DOCUMENT EXTRACT: Begin
And – you’ll remember that I cited a single old world view (that associated with the Doctor-as-Diety, or D-a-D) whose displacement helped uncover a whole new sets of needs and opportunities in the field of health. I wonder: Is there the one “old” world view whose displacement was particularly important to how—or where -- you identify needs and opportunities in the fields of health care? If so: would you tell us about it and explain how it's affected you?
I really look forward to hearing from, and speaking with, all of you.
Diane (Tucker)
The Changemakers Team
Dianne:
Regarding your comment..."I’ve not seen a game that’s brought the same (measured) benefits to doctors in ways that benefit their diagnostic or cognitive skills. So, I ask you, members of the Changemakers community: have any of you seen a game that has? Tell us about it. "
Our Fitclub system (www.Pantometrics.com) makes a game of cardiovascular exercise. And on the subject of the effects of CV exercise on cognitive function the science I've been reading seems pretty clear. Here are the titles of a few articles I copied and can send you if you like:
"Activity Levels Associated with Academic Performance"
"Lifestyle affects the brain as well as the heart"
"Taking care of heart may mean healthier brain"
This of course speaks not to a Dr's diagnostic skills specifically, but rather the impact of CV exercise on cognitive functioning IN GENERAL. I have read more on this topic recently, I think in Scientific American. As for how much the Fitclub system increases CV exercise? We're looking for the right test site for our prototypes, precisely to address that question.
Mark Martens, President
Pantometrics, Ltd
Thanks a lot for your reply, Mark. While I was curious about games that might help w/diagnosis, I'd be interested in reading the articles you've collected and offered to send. If you''re in the position to share brief summaries from which the whole Changemakers community might benefit, that's great; but I'm happy to share them if you'll send them my way.
DOCUMENT EXTRACT: End
GIVEN DATA: Begin
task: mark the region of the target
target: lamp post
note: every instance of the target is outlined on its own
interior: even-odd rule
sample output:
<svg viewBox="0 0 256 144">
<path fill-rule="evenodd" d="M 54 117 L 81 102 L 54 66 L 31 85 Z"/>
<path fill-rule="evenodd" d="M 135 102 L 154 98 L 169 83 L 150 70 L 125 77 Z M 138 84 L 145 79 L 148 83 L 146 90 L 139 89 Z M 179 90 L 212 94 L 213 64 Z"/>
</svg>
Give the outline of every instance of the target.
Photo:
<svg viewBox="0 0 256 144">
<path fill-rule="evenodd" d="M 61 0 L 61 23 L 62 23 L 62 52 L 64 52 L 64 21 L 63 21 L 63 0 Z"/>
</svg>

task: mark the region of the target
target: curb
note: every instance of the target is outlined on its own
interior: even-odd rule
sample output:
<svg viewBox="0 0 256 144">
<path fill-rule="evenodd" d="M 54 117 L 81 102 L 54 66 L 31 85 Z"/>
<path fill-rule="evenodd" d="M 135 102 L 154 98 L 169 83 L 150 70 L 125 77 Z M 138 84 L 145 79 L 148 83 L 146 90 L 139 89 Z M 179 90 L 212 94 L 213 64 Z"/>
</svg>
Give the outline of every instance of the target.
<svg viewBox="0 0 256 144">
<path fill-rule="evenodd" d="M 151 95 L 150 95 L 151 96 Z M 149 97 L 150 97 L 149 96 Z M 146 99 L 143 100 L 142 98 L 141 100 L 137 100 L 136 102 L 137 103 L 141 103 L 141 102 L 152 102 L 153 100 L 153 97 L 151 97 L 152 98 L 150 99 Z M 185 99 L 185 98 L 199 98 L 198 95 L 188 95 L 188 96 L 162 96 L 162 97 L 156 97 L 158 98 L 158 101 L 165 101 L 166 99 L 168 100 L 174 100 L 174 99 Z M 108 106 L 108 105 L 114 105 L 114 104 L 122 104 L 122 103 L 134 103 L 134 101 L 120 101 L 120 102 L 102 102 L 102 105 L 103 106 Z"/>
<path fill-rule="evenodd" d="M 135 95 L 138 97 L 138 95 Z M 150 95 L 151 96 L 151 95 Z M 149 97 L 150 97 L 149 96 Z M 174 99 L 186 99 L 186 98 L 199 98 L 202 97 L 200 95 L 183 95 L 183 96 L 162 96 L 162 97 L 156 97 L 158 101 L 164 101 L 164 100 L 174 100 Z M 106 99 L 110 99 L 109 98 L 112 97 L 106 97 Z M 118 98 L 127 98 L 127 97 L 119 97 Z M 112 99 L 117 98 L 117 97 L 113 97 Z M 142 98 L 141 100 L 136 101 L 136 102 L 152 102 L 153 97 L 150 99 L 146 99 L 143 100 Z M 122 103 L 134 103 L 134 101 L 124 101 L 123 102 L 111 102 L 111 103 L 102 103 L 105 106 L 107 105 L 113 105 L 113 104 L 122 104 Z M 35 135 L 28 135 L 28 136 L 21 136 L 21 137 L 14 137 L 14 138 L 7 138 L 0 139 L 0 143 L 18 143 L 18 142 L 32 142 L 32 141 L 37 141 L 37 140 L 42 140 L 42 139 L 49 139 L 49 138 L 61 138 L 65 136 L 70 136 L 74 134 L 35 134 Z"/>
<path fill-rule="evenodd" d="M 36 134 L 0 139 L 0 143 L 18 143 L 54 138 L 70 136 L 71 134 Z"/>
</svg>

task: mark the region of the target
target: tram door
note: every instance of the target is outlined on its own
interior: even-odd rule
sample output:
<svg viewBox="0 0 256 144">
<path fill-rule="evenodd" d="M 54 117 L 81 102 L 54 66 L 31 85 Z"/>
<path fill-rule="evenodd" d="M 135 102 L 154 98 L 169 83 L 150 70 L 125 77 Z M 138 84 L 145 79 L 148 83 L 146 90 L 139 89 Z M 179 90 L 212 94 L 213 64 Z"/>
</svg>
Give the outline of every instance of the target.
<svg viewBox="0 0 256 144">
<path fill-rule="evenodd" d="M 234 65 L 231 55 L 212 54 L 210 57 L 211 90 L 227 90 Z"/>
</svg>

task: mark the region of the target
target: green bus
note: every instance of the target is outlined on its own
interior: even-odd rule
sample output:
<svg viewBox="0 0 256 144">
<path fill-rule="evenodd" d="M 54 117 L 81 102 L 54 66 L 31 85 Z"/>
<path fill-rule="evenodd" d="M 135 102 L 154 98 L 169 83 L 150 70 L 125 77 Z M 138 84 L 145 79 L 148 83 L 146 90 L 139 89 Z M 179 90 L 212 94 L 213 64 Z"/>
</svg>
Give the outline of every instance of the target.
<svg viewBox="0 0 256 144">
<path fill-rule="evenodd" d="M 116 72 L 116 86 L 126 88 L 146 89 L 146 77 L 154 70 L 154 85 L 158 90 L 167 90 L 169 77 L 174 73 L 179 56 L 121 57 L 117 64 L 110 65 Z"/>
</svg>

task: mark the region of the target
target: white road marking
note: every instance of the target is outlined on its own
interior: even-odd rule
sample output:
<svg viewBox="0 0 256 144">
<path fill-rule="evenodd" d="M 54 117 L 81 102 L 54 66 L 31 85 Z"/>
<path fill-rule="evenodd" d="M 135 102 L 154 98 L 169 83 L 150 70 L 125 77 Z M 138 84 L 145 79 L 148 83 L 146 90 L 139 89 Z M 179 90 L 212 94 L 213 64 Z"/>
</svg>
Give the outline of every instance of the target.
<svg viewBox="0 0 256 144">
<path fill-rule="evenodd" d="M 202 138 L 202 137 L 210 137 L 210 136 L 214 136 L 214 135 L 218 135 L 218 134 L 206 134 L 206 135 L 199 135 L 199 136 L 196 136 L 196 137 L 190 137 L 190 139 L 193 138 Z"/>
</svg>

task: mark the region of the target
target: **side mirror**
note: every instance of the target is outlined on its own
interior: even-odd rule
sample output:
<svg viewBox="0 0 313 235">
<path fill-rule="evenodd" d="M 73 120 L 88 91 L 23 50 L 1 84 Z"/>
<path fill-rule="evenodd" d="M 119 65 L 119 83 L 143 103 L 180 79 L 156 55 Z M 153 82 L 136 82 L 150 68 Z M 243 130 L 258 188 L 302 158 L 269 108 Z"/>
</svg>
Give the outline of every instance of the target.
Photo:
GIVEN DATA: End
◆ INSTRUCTIONS ◆
A. In the Changemakers exchange, what does the Fitclub system make a game of?
B. Reproduce verbatim the part of the Changemakers exchange that opens with the words containing "Our Fitclub system" and closes with "address that question.".
The listing comes from a separate source unrelated to the text above it.

◆ ANSWERS BY ITEM NUMBER ◆
A. Cardiovascular exercise.

B.
Our Fitclub system (www.Pantometrics.com) makes a game of cardiovascular exercise. And on the subject of the effects of CV exercise on cognitive function the science I've been reading seems pretty clear. Here are the titles of a few articles I copied and can send you if you like:
"Activity Levels Associated with Academic Performance"
"Lifestyle affects the brain as well as the heart"
"Taking care of heart may mean healthier brain"
This of course speaks not to a Dr's diagnostic skills specifically, but rather the impact of CV exercise on cognitive functioning IN GENERAL. I have read more on this topic recently, I think in Scientific American. As for how much the Fitclub system increases CV exercise? We're looking for the right test site for our prototypes, precisely to address that question.